## GIVEN TASK
Reproduce the lines of the listing below verbatim, starting with the line that contains "Might I trouble you for the coordinates of the shadowed" and continuing through the end of the listing.

Object point labels
....

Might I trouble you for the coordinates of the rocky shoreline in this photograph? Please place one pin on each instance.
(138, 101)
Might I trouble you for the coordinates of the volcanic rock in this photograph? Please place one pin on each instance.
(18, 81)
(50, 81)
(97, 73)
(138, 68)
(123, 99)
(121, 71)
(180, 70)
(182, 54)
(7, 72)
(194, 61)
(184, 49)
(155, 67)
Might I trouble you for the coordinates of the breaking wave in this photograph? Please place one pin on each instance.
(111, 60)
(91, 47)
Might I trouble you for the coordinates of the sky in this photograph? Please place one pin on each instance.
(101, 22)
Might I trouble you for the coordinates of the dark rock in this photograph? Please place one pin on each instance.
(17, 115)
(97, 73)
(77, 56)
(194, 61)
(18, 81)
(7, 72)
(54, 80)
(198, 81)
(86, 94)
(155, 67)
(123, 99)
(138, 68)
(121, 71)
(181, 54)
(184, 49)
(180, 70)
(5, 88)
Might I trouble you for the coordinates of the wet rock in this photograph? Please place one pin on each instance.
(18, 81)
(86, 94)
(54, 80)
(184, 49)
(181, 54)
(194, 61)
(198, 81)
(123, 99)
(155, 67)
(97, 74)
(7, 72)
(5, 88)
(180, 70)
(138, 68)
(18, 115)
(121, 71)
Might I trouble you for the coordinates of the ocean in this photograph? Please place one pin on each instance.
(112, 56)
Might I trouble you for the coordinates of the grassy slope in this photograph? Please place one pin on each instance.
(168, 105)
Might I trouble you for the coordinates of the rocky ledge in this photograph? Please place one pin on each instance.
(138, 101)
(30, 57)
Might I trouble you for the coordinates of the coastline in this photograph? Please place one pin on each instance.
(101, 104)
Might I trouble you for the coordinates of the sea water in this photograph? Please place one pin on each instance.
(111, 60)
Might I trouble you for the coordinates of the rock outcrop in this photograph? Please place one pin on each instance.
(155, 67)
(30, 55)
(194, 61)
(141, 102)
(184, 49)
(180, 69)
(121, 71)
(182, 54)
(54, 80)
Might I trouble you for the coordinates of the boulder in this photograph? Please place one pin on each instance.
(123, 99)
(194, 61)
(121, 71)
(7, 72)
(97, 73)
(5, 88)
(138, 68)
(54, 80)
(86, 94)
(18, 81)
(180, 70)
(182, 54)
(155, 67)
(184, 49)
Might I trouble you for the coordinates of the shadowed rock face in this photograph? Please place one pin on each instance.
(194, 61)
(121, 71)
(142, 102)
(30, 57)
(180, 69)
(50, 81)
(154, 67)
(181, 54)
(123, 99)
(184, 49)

....

## WRITTEN ANSWER
Might I trouble you for the coordinates of the shadowed rock face in this photograph? Please place one pin on each instance.
(194, 61)
(121, 71)
(142, 102)
(30, 57)
(180, 69)
(50, 81)
(154, 67)
(181, 54)
(123, 99)
(184, 49)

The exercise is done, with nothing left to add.